**JOB ITEM A:** Decide whether each statement agrees with the Associated Press article below about the Trump campaign's black outreach effort. Answer yes or no for each, quoting the deciding words of the article exactly. (i) The new initiative will launch in Atlanta on Friday. (ii) Katrina Pierson is identified as a campaign spokesperson. (iii) In 2016, Trump spoke to largely white crowds when he asked black voters what they had to lose.

**SOURCE DOCUMENT:**
Tuesday July 7th, 2020 9:33PM

Trump campaign launching black outreach effort for 2020

By The Associated Press

ATLANTA (AP) — During the 2016 campaign, candidate Donald Trump stood in front of largely white crowds and asked black voters to consider, "What the hell do you have to lose?"

Four years later, the president has a new message for black voters: Look what I've delivered.

Trump and his campaign will be launching a new "Black Voices for Trump" outreach initiative in Atlanta on Friday dedicated to "recruiting and activating Black Americans in support of President Trump," according to the campaign. Much of that effort will focus on highlighting ways that African Americans have benefited from the Trump economy, according to advisers.

"Black Americans have never had a better champion than President Trump," said senior campaign adviser Katrina Pierson in a statement. She added, "Black Americans' strong support for President Trump will ensure a second term for the President."

That prediction is met with skepticism from critics, however, given Trump's consistently dismal approval rating with black voters, who overwhelmingly disapprove of the job he's doing.

**DATA SUPPLIED:**

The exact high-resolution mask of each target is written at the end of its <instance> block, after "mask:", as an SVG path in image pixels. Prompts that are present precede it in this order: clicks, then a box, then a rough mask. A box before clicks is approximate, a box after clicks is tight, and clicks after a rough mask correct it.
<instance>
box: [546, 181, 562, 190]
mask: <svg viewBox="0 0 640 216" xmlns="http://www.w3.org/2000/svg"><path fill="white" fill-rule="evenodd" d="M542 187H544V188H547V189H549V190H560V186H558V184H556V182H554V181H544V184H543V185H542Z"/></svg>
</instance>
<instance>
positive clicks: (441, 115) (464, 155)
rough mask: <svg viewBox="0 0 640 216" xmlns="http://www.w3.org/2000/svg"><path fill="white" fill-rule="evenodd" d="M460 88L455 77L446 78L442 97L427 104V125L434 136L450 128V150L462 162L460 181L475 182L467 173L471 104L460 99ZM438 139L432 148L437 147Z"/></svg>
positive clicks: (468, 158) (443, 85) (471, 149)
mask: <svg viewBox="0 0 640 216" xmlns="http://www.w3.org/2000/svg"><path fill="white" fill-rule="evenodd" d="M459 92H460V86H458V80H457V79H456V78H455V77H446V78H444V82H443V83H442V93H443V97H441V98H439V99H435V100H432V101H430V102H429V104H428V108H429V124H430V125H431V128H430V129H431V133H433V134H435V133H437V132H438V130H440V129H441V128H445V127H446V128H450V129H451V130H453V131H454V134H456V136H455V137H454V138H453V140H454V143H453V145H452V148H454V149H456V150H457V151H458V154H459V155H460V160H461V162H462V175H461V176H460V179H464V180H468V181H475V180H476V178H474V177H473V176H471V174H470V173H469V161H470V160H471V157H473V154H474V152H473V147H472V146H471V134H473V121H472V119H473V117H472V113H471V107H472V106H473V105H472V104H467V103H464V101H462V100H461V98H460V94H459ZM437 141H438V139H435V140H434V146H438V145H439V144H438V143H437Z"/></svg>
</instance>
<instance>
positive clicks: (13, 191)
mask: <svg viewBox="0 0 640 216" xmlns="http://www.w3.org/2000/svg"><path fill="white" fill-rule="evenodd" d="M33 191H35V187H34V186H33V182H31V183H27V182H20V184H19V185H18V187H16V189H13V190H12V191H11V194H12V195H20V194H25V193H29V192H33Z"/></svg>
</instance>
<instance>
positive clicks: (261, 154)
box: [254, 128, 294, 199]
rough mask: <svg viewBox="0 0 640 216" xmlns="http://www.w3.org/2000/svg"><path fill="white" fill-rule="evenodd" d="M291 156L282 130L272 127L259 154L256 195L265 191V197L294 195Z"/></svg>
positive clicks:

**JOB ITEM B:** In the entries, switch "target" to "object" in the part that opens with the first line of the entries and closes with the line containing "box: [546, 181, 562, 190]". Leave everything else unchanged, and give only those lines.

**RESPONSE A:**
(i) Yes: "launching a new "Black Voices for Trump" outreach initiative in Atlanta on Friday"
(ii) No: "said senior campaign adviser Katrina Pierson"
(iii) Yes: "stood in front of largely white crowds and asked black voters to consider, "What the hell do you have to lose?""

**RESPONSE B:**
The exact high-resolution mask of each object is written at the end of its <instance> block, after "mask:", as an SVG path in image pixels. Prompts that are present precede it in this order: clicks, then a box, then a rough mask. A box before clicks is approximate, a box after clicks is tight, and clicks after a rough mask correct it.
<instance>
box: [546, 181, 562, 190]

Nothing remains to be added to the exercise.